TEXTO FORNECIDO:
★ ★ ★ ★

Quando pensamos em “disciplina”, costumamos associá-la à educação ou à boa conduta. Mas para o filósofo francês Michel Foucault, a disciplina é algo muito mais profundo: uma tecnologia de poder que molda os corpos, regula os comportamentos e organiza a vida social moderna.
Em sua obra Vigiar e Punir (1975), Foucault nos mostra como surgem as sociedades disciplinares, onde o poder deixa de agir apenas pela violência e passa a operar de forma mais sutil, invisível — porém mais eficaz. E esse poder se infiltra em instituições como a prisão, o exército, o hospital… e, principalmente, a escola.
O que é uma sociedade disciplinar?
A sociedade disciplinar é um tipo de organização social em que o poder se exerce pela vigilância constante, pela normatização dos comportamentos e pela organização dos espaços e do tempo.
Ela não se impõe por meio de castigos exemplares, como nas sociedades antigas, mas por mecanismos que parecem neutros, até pedagógicos. O objetivo não é apenas reprimir, mas produzir corpos úteis, dóceis e previsíveis.
“A disciplina fabrica indivíduos; é a técnica de um poder que toma os indivíduos ao mesmo tempo como objetos e como instrumentos.”
(*Michel Foucault, Vigiar e Punir)
Da punição ao controle: como o poder muda de forma
Foucault compara duas formas de poder:
Sociedade Soberana (pré-moderna)
- O rei ou o Estado exerce poder pela força.
- O castigo é público, brutal, exemplar.
- O corpo do criminoso é destruído como forma de autoridade.
Sociedade Disciplinar (moderna)
- O poder é capilar, descentralizado.

★ ★ ★ ★

DADOS APRESENTADOS:
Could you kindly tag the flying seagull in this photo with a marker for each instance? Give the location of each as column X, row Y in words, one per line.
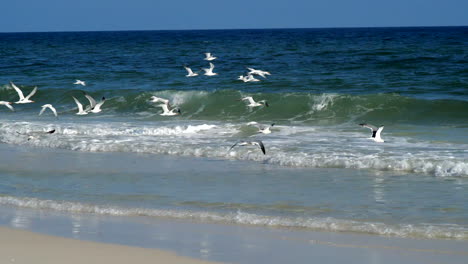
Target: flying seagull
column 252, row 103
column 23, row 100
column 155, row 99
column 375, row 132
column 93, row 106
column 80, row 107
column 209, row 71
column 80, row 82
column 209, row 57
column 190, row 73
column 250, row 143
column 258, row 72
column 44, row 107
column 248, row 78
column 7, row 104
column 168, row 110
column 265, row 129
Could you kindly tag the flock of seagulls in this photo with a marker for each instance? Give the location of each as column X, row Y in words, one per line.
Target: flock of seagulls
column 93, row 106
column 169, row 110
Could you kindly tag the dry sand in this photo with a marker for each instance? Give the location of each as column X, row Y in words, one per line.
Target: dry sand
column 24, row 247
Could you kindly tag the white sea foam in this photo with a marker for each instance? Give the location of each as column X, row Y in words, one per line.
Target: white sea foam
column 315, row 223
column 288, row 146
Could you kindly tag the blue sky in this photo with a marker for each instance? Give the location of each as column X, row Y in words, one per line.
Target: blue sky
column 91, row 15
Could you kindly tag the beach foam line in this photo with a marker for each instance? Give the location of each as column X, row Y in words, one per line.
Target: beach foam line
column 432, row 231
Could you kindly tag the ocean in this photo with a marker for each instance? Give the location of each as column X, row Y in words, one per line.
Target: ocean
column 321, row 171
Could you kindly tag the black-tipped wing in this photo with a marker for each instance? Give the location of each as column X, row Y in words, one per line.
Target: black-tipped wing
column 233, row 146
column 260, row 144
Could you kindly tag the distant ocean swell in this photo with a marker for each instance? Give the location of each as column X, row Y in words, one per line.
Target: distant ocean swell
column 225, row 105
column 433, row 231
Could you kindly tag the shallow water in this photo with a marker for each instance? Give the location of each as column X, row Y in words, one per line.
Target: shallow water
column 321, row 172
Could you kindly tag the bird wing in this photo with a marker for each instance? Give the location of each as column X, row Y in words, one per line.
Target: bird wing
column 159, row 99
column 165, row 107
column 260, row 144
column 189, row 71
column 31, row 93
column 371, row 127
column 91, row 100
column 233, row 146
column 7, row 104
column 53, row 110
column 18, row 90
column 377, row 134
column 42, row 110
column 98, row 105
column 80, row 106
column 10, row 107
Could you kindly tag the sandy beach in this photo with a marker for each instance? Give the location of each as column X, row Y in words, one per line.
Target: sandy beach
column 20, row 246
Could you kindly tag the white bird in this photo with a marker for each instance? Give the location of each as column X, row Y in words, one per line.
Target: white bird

★ ★ ★ ★

ATIVIDADE A:
Resuma o texto fornecido em duas frases.
ATIVIDADE B:
Com base no texto fornecido, responda às perguntas a seguir.
(i) Em que ano foi publicada a obra Vigiar e Punir?
(ii) Que tipo de corpos a sociedade disciplinar pretende produzir?
(iii) Como é o castigo na sociedade soberana?
ATIVIDADE C:
Reproduza o trecho do texto fornecido que vai de "Da punição ao" até "é capilar, descentralizado.".
Baseie-se somente no texto fornecido.

RESPOSTA ESPERADA A:
Para Michel Foucault, a disciplina é uma tecnologia de poder que molda os corpos, regula os comportamentos e organiza a vida social moderna. Em Vigiar e Punir (1975), ele mostra como surgem as sociedades disciplinares, nas quais o poder age de forma sutil, por vigilância constante, normatização dos comportamentos e organização dos espaços e do tempo, para produzir corpos úteis, dóceis e previsíveis, ao contrário da sociedade soberana, em que o castigo era público e brutal.

RESPOSTA ESPERADA B:
(i) Em 1975.
(ii) Corpos úteis, dóceis e previsíveis.
(iii) Público, brutal e exemplar.

RESPOSTA ESPERADA C:
Da punição ao controle: como o poder muda de forma
Foucault compara duas formas de poder:
Sociedade Soberana (pré-moderna)
- O rei ou o Estado exerce poder pela força.
- O castigo é público, brutal, exemplar.
- O corpo do criminoso é destruído como forma de autoridade.
Sociedade Disciplinar (moderna)
- O poder é capilar, descentralizado.